- **WRITTEN REQUEST**
Report every line in the entries below that contains the word "roof", copying each line in full. Case counts.

Coordinate labeling data
========

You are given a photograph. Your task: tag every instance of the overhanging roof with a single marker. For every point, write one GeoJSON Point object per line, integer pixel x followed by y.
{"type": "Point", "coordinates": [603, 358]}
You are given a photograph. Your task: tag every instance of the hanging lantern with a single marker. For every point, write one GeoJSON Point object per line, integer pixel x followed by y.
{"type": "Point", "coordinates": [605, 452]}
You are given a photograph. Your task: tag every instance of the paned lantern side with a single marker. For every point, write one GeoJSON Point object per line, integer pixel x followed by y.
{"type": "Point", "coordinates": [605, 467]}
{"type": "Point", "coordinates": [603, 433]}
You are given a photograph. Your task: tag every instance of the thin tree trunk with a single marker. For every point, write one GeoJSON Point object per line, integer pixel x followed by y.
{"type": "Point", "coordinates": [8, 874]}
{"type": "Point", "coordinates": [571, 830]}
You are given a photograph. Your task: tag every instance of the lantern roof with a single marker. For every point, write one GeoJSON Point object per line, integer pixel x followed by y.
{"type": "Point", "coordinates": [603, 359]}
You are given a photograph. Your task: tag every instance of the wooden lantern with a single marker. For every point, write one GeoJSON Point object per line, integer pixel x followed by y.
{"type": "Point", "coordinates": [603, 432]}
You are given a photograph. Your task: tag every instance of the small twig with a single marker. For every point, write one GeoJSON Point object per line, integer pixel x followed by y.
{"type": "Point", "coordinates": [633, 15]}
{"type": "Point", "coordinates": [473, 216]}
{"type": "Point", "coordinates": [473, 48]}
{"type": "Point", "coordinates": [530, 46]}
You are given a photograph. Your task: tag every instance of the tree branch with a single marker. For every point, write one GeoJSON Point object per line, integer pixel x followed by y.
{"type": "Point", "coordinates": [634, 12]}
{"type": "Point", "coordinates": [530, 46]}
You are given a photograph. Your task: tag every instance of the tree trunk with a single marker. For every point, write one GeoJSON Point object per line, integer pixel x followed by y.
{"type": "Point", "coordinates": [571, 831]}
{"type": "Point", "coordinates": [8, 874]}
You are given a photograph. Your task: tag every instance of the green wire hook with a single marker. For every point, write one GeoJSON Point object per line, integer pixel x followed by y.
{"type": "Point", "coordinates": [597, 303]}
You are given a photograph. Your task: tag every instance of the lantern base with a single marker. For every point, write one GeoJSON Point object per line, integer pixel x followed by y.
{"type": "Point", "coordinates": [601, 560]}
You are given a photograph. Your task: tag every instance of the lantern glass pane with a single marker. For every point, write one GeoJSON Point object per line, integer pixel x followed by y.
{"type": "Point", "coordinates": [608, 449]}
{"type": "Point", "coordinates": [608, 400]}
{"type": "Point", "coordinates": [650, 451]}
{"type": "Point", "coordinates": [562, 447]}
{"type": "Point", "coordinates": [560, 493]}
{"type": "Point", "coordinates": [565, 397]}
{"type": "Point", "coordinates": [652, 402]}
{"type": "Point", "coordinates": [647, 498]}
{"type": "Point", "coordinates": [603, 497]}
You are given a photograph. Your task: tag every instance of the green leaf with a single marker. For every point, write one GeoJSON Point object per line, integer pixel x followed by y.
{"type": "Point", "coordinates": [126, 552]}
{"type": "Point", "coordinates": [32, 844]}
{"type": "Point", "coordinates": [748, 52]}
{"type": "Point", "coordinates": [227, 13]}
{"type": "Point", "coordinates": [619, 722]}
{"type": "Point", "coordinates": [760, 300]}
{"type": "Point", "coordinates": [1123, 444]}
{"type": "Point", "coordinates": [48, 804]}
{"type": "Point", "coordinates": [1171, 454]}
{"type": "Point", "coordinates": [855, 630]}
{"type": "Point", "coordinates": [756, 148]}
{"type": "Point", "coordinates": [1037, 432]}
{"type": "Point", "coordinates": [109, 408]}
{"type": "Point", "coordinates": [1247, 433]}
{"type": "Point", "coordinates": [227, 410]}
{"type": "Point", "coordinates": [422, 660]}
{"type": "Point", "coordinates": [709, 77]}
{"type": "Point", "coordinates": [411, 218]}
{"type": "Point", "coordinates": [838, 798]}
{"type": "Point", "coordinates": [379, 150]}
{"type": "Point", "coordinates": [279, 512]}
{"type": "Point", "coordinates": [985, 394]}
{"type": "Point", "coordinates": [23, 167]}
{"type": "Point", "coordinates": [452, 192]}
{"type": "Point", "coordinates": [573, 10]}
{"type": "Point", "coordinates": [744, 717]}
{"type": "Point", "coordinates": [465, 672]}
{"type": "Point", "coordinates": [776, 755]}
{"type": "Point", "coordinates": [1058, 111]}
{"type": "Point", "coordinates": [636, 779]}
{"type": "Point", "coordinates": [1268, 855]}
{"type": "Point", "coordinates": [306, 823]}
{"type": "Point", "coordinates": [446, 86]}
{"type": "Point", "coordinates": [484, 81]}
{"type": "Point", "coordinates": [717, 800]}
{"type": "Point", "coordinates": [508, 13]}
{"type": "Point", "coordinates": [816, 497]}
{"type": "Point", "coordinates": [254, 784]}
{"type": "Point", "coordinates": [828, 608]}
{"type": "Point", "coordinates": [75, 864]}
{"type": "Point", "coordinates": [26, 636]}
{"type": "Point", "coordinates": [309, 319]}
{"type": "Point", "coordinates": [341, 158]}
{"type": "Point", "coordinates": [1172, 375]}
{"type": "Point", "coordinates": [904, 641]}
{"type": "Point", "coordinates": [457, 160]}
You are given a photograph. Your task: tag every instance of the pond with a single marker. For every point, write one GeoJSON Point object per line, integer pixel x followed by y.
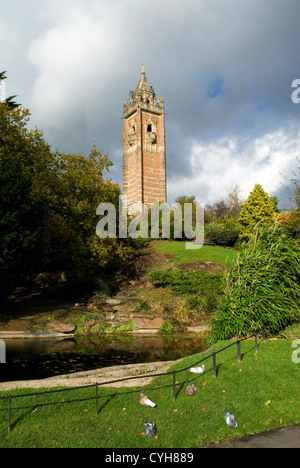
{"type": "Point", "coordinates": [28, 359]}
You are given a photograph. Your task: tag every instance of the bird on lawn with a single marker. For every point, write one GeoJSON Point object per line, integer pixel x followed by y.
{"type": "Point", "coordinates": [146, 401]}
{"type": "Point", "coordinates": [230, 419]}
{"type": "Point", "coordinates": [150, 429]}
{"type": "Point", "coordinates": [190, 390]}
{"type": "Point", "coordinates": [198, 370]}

========

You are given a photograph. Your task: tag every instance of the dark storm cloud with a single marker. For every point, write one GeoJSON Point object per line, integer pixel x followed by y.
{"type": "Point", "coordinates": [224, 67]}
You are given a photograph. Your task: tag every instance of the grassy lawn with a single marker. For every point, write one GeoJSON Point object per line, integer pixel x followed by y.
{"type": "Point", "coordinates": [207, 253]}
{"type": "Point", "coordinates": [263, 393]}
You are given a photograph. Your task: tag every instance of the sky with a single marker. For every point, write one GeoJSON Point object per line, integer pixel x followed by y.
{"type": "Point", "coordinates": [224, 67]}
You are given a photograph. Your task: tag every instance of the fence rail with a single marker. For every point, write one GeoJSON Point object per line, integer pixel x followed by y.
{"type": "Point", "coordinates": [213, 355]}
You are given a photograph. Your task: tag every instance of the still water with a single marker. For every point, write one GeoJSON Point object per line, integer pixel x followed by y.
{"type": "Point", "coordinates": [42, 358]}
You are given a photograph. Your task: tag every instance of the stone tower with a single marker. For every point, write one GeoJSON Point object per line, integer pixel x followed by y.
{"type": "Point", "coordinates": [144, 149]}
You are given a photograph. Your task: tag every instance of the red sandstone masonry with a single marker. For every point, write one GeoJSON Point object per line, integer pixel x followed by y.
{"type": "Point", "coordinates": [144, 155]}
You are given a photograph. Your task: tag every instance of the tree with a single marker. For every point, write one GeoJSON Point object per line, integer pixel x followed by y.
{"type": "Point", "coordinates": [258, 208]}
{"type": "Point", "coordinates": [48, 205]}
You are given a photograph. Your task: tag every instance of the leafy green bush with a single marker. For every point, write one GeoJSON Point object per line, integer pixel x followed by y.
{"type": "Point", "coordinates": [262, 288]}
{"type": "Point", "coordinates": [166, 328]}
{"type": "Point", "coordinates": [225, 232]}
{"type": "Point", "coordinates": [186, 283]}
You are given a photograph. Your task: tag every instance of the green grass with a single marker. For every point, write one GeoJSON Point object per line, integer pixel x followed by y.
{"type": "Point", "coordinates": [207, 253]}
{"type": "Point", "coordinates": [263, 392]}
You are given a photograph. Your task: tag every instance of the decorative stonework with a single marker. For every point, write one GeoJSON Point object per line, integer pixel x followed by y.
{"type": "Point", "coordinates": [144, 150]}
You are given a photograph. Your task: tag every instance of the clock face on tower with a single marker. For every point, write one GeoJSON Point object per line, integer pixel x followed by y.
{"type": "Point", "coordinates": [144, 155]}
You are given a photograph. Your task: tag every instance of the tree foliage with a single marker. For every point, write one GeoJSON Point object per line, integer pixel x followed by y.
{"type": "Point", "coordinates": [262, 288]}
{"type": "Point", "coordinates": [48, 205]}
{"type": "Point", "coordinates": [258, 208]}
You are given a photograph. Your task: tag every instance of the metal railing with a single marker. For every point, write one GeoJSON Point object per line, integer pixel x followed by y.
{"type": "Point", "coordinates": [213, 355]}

========

- **FULL RESPONSE**
You are given a photograph. Your task: tag every instance of the overhanging roof with a single marker. For every point, write one GeoJSON Point object per line, integer pixel x followed by y.
You are given a photograph. Your task: tag every instance of the lantern roof with a single marker. For every point, write one GeoJSON Point object per line, integer pixel x followed by y.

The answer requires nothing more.